Problem set:
A) From the article on the Strandfontein Pavilion reopening, reproduce the passage from "The blown transformer" up to and including "repairs and decontamination.".
B) Translate this sentence from the article on the Strandfontein Pavilion reopening into Spanish: "The blown transformer was repaired on Wednesday October 6."
======== Page extract ========
Strandfontein Pavilion open again

The City of Cape Town has confirmed that the Strandfontein Pavilion beach and tidal pool can be reopened after two sewage spills in recent weeks.

The Strandfontein Pavilion beach and tidal pool have reopened.

Last Tuesday October 12, City officials cleared a blockage which caused the second spill, but which did not reach the tidal pool, said Xanthea Limberg, mayoral committee member for water and waste.

According to her, the water and sanitation depot team drained the sewage into a stormwater gully very close to the source of the spill.

“The depot team flushed the stormwater pipeline and treated it with bio-enzymes,” Ms Limberg said.

Reports of the initial spill came in on Saturday October 2 (“Sewage spill closes tidal pool”, Plainsman, October 6) and were linked to a pump station transformer that blew in September, in combination with objects and materials dumped into the sewer line.

“During the time in which the pump station was not operational, the dumped solid materials gathered and settled in the line, causing a blockage, leading to an overflow.

“This is a low-volume pump station that only services the toilets at the Strandfontein Pavilion,” said Ms Limberg.

She said the sewers were not designed to transport items such as rags, which are the most common cause of sewer blockages, but only human waste, toilet paper, and water.

The blown transformer was repaired on Wednesday October 6.

Ms Limberg said bio-remediation was applied to the affected waterbody.

Dr Zahid Badroodien, mayoral committee member for community service and health, said the City’s recreation and parks department received the water’s test results on Monday October 18.

“The results endorse that both the beach and pool can be reopened, as the levels are acceptable for recreational bathing. The tidal pool in particular returned with excellent results,” he said.

Bayview resident André Arendse wrote a letter to the Plainsman, questioning the water test results as the pool did not look fit for bathing.

“If it was in white areas like Camps Bay, Sea Point, Strand or any other area where the whites live they would have done immediate repairs and decontamination.

“That pool is a health hazard and takes a long time to recover,” he said.
======== Dataset records ========
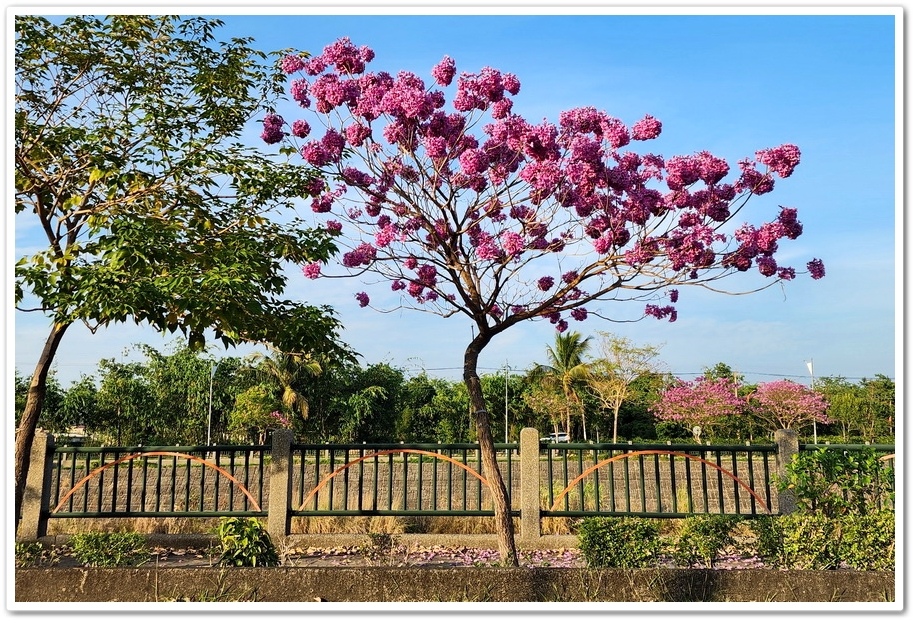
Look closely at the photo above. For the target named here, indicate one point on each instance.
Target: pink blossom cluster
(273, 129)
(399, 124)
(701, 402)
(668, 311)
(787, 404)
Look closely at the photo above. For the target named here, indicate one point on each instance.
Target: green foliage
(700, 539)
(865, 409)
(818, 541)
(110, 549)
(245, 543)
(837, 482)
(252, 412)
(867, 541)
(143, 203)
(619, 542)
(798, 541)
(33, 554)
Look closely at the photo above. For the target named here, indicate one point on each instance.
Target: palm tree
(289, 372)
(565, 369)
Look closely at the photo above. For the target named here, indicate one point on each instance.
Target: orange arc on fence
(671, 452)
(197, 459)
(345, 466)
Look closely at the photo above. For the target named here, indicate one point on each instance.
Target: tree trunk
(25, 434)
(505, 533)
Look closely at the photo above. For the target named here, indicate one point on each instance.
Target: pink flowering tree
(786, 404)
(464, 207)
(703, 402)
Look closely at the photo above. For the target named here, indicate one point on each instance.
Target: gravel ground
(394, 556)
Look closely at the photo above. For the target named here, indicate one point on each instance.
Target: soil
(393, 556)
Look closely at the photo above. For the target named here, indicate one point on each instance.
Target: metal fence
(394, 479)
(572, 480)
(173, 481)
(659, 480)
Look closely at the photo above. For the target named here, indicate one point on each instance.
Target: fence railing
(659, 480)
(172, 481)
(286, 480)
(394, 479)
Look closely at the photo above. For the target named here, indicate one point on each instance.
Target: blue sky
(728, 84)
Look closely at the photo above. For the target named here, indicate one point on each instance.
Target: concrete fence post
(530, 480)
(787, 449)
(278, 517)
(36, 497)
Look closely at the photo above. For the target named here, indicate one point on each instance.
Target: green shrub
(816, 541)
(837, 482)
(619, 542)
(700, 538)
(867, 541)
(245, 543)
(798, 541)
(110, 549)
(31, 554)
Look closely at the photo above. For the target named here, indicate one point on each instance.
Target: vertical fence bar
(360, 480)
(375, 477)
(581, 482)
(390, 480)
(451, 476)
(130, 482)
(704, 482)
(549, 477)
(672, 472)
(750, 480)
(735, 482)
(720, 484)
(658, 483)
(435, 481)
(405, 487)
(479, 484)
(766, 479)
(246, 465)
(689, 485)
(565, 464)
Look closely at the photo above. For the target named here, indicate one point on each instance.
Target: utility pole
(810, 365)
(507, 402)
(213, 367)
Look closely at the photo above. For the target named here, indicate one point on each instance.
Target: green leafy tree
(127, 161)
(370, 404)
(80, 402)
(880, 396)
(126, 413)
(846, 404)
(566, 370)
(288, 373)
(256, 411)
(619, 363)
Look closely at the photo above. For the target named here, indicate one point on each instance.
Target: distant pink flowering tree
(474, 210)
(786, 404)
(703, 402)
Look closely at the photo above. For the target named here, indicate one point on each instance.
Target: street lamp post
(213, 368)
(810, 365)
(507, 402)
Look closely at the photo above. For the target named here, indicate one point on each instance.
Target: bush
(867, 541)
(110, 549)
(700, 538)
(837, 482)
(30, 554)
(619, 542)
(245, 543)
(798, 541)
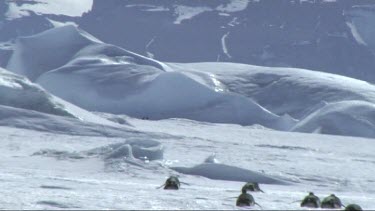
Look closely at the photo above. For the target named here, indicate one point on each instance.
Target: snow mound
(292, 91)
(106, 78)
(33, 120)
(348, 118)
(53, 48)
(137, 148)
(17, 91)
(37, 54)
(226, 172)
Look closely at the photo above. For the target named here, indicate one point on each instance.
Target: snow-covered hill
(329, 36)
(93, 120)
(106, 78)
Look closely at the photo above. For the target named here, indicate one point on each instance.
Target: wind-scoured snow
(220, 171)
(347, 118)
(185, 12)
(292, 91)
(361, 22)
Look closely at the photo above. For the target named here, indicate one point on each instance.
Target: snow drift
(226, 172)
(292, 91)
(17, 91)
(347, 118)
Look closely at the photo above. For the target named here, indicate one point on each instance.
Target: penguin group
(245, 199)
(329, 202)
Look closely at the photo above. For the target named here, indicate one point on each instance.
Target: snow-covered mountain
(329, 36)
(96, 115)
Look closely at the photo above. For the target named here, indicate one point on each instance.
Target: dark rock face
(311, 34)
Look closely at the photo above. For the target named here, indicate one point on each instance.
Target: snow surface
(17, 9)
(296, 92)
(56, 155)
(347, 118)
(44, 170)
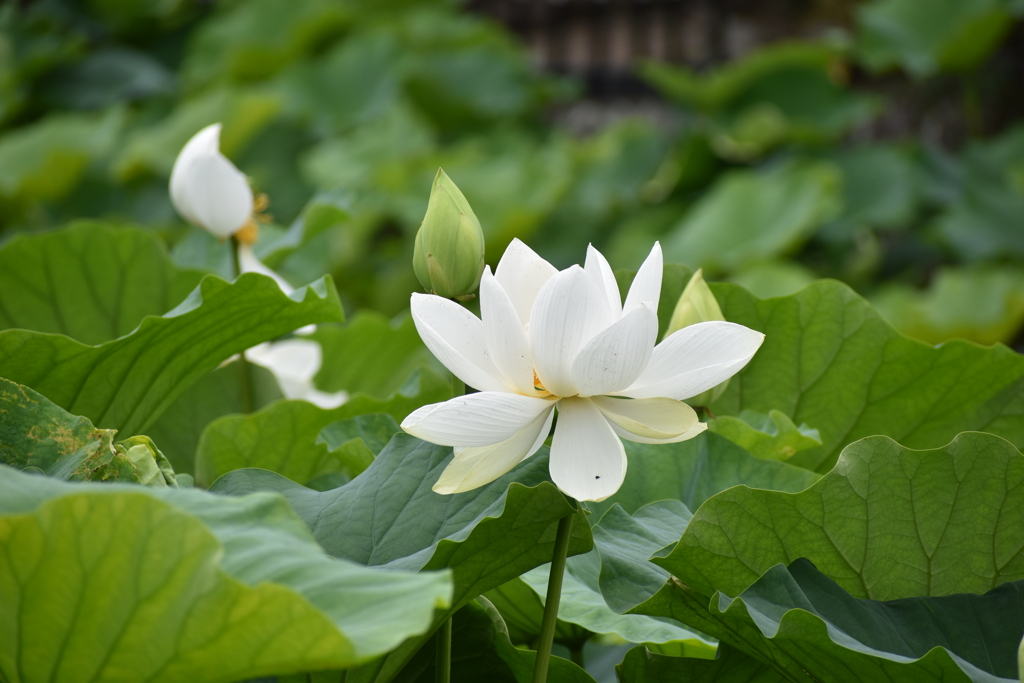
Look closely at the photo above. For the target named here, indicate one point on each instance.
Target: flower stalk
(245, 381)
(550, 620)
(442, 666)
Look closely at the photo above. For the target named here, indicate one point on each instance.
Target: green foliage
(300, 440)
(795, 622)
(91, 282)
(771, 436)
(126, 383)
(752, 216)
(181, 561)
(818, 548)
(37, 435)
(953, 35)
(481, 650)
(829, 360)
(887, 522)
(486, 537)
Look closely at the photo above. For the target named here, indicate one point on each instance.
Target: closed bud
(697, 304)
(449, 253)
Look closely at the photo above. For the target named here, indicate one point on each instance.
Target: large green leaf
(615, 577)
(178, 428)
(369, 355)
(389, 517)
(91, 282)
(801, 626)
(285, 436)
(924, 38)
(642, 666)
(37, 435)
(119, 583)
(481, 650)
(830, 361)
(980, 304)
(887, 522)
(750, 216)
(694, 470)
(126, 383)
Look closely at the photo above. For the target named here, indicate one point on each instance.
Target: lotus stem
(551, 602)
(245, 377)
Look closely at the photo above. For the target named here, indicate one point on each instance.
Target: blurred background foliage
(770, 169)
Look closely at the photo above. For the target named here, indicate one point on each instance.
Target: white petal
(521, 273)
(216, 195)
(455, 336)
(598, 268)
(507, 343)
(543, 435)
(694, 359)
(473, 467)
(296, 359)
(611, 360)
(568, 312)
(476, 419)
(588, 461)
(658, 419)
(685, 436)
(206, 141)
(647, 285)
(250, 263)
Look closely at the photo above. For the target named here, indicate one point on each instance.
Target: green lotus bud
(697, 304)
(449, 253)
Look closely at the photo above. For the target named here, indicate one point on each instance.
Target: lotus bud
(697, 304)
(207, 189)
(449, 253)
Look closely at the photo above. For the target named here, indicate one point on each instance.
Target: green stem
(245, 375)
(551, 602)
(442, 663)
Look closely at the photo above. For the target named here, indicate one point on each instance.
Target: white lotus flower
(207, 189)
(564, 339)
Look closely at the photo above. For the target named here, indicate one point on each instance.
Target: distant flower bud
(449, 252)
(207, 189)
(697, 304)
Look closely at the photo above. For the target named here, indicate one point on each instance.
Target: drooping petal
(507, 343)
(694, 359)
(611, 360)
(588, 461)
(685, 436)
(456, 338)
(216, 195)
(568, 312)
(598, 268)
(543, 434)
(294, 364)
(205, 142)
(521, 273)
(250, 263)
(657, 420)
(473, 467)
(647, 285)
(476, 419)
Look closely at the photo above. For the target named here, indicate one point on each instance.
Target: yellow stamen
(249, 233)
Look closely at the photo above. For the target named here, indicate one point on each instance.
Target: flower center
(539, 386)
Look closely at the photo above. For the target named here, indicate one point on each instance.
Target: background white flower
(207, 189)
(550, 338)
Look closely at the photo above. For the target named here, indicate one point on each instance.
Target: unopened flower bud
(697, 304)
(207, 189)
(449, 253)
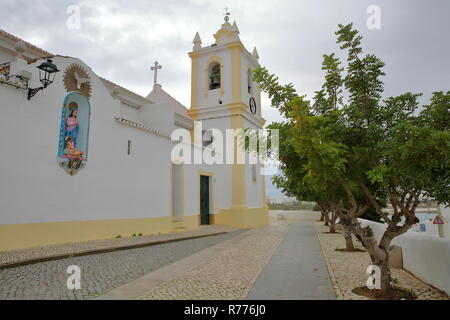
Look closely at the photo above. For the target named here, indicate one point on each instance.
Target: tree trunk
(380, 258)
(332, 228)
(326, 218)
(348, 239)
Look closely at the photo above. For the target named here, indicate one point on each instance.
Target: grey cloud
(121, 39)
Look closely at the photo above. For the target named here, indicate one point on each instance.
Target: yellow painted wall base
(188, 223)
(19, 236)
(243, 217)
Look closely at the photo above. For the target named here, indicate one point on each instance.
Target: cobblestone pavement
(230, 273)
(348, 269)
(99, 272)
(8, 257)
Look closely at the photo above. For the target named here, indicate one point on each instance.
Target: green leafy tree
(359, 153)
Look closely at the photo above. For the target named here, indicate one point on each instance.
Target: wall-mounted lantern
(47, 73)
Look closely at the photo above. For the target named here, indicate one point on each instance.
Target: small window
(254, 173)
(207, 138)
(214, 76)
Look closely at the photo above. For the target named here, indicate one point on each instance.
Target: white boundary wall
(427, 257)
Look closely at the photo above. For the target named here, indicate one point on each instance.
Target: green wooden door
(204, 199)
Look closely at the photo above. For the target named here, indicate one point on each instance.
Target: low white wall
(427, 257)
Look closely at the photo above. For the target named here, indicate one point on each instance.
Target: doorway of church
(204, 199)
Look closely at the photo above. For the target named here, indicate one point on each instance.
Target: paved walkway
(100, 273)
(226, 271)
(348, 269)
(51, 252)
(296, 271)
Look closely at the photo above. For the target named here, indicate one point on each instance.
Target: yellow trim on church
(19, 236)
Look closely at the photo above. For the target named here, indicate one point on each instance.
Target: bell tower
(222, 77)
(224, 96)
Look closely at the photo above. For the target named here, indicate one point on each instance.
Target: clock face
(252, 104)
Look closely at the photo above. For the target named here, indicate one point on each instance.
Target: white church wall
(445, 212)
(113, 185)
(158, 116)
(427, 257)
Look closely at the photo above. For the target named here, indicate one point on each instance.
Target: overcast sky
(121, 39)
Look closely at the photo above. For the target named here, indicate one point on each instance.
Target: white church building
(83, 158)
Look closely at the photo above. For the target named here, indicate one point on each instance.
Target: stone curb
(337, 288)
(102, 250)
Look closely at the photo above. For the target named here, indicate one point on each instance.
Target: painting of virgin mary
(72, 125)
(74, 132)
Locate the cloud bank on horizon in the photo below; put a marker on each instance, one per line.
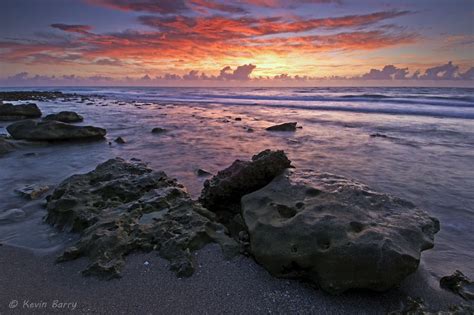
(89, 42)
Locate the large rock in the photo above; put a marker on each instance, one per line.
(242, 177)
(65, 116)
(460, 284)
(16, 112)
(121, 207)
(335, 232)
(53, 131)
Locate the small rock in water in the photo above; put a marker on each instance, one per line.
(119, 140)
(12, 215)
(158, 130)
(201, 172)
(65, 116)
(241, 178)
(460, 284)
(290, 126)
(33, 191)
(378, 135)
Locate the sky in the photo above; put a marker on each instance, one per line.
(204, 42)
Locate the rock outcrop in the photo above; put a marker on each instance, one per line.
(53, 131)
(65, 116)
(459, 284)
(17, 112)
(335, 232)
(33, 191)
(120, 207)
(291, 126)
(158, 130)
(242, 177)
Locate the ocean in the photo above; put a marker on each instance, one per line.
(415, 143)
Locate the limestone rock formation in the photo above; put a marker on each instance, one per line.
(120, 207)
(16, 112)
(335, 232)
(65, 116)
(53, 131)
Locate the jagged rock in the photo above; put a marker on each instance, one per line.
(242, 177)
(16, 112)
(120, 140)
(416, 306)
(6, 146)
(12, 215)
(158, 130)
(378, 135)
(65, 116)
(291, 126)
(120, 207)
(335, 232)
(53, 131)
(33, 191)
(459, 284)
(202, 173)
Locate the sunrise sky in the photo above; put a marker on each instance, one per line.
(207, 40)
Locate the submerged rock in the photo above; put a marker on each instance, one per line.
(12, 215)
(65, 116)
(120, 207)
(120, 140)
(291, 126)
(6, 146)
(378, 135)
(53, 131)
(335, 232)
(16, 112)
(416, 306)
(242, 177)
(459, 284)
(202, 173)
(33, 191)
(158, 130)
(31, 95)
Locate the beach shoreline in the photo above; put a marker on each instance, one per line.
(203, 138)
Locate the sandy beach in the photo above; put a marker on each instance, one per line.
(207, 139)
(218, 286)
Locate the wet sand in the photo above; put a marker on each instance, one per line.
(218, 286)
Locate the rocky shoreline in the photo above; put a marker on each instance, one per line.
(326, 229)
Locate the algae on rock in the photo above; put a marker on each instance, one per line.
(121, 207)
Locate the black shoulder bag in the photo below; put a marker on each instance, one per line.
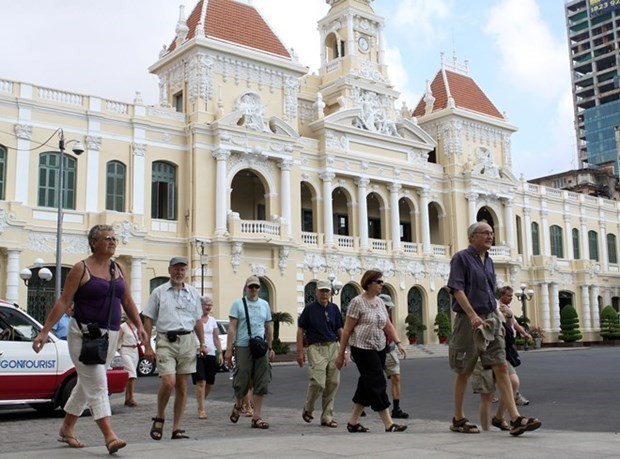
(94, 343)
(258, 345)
========
Responses by item number:
A)
The blown transformer was repaired on Wednesday October 6.

Ms Limberg said bio-remediation was applied to the affected waterbody.

Dr Zahid Badroodien, mayoral committee member for community service and health, said the City’s recreation and parks department received the water’s test results on Monday October 18.

“The results endorse that both the beach and pool can be reopened, as the levels are acceptable for recreational bathing. The tidal pool in particular returned with excellent results,” he said.

Bayview resident André Arendse wrote a letter to the Plainsman, questioning the water test results as the pool did not look fit for bathing.

“If it was in white areas like Camps Bay, Sea Point, Strand or any other area where the whites live they would have done immediate repairs and decontamination.

B) El transformador quemado fue reparado el miércoles 6 de octubre.